Assigned task: Up to and including the line with "Would you kindly mark the green plant", return every line from the start of the entries below exactly.

::: Data excerpts :::

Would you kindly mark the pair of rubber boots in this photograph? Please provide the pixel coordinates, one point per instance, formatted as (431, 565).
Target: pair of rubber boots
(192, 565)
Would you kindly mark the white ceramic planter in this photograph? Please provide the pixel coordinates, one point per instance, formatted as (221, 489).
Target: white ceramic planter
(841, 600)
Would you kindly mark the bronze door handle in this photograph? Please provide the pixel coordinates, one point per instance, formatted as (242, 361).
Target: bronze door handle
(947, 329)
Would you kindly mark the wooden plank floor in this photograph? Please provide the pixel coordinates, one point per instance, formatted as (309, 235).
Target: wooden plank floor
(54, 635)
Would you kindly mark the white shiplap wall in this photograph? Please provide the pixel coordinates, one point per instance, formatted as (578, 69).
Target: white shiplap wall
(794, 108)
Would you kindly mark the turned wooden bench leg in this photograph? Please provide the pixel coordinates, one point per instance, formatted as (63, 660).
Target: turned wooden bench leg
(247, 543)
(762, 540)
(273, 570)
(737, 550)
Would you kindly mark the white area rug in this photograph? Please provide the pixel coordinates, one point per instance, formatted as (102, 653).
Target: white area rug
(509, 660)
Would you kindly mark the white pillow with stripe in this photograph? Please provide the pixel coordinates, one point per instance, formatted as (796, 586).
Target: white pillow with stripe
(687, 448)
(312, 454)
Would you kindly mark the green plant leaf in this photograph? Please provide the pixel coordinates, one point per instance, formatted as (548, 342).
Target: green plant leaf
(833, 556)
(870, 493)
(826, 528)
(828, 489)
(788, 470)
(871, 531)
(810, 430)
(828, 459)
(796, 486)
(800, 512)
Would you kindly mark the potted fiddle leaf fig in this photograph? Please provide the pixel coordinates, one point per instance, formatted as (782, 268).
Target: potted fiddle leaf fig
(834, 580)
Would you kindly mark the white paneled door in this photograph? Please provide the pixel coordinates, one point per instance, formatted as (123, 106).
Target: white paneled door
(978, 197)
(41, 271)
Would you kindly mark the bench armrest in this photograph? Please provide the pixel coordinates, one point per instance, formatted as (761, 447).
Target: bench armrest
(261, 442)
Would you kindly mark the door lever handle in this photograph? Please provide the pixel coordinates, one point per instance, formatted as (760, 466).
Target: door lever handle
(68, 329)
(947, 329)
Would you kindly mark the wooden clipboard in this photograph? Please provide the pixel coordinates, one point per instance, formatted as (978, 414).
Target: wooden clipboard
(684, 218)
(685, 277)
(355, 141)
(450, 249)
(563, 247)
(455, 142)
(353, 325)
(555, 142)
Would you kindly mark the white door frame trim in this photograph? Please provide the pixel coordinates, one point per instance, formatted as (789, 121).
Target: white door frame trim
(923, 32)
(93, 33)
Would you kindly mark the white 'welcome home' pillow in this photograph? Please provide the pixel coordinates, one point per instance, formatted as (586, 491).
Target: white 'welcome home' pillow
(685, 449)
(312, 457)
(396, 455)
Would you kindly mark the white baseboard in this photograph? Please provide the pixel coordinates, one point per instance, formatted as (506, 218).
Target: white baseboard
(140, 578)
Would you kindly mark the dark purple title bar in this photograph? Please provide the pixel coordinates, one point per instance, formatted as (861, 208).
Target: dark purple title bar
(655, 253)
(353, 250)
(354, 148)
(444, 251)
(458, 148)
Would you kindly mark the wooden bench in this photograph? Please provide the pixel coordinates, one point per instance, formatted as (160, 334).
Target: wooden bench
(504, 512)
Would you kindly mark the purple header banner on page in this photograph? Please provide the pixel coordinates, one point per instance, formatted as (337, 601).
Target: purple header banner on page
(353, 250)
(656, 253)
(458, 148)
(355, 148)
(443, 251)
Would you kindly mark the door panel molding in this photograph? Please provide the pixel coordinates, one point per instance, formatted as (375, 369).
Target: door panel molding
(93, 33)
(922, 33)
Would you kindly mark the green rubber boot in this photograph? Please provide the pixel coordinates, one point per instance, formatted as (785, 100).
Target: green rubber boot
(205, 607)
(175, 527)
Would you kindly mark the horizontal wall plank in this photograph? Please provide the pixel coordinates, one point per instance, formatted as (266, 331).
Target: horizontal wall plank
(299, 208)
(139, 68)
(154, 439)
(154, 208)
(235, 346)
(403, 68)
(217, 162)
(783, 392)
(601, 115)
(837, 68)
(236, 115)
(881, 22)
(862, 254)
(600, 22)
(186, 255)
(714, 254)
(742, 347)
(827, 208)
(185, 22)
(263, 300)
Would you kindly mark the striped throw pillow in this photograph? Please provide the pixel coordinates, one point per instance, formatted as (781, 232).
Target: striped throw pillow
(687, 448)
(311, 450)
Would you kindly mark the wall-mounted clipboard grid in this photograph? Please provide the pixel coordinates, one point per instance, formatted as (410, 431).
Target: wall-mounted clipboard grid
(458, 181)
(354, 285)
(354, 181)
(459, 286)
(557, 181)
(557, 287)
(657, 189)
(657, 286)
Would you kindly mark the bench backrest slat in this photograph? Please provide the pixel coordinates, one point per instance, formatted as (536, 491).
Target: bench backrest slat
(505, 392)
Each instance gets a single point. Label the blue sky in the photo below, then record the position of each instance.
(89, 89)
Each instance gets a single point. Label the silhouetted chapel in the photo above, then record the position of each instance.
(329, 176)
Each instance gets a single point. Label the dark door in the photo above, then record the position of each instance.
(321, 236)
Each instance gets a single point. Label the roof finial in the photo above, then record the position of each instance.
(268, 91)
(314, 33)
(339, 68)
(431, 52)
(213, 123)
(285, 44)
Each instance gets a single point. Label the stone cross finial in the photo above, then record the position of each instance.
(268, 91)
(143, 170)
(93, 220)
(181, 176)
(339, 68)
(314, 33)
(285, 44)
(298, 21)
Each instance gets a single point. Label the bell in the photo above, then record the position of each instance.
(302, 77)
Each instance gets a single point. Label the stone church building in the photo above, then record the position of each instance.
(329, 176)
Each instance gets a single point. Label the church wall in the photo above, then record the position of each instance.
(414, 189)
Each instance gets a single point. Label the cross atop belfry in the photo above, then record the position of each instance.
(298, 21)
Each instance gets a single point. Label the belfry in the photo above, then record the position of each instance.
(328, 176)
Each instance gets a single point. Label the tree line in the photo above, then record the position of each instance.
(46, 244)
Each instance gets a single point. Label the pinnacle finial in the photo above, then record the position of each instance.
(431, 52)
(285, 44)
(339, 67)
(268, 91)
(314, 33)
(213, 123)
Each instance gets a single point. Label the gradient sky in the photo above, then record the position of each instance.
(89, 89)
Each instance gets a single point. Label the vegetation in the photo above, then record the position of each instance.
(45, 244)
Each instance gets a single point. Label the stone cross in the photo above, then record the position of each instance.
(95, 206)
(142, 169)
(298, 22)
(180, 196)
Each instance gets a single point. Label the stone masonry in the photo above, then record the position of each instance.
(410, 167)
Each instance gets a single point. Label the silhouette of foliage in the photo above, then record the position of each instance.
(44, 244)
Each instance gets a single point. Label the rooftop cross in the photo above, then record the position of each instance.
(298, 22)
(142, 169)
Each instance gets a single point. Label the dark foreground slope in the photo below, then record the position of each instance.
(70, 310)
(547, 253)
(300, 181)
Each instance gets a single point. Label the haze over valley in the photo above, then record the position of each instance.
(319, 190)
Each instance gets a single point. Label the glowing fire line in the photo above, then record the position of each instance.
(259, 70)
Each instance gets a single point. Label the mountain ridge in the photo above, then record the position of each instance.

:::

Worked solution:
Would you kindly mark the pair of rubber boots in this photograph? Please provide the pixel coordinates, one point per instance, formatted as (431, 565).
Target: pair of rubber boots
(192, 565)
Would you kindly mark the white ceramic planter in this photograph? Please provide the pixel coordinates, one point per instance, formatted as (221, 489).
Target: white ceramic planter
(841, 600)
Would you kindly mark the bronze door handle in this photograph? Please provide the pixel coordinates, one point per instance, formatted as (242, 361).
Target: bronze door handle
(947, 329)
Would you kindly mark the wooden plank floor in this photograph? Please provide the pixel coordinates, one point per instance, formatted as (309, 235).
Target: wooden plank floor
(54, 635)
Would you kindly mark the white shiplap wall in this photograph? Please provide the pixel coordinates, one point per instance, formatted as (578, 69).
Target: white shiplap wall
(794, 108)
Would you kindly mark the turned wooden bench leg in this photograph? Please provide the pixel coordinates, one point per instance, formatted as (63, 660).
Target: turned wooden bench leg
(247, 543)
(762, 540)
(273, 570)
(737, 550)
Would you kindly mark the white area rug in this photograph? Please provide the pixel coordinates, one point per instance, formatted as (102, 653).
Target: white area rug
(509, 660)
Would you kindly mark the white pillow with stripe in this photograph? Please provide the pixel coordinates, one point per instance, formatted as (796, 586).
Target: white pillow with stripe
(687, 448)
(312, 454)
Would you kindly mark the green plant leaf in this photograph? Please provide the pixel coordinates, one point per instance, formatted as (548, 342).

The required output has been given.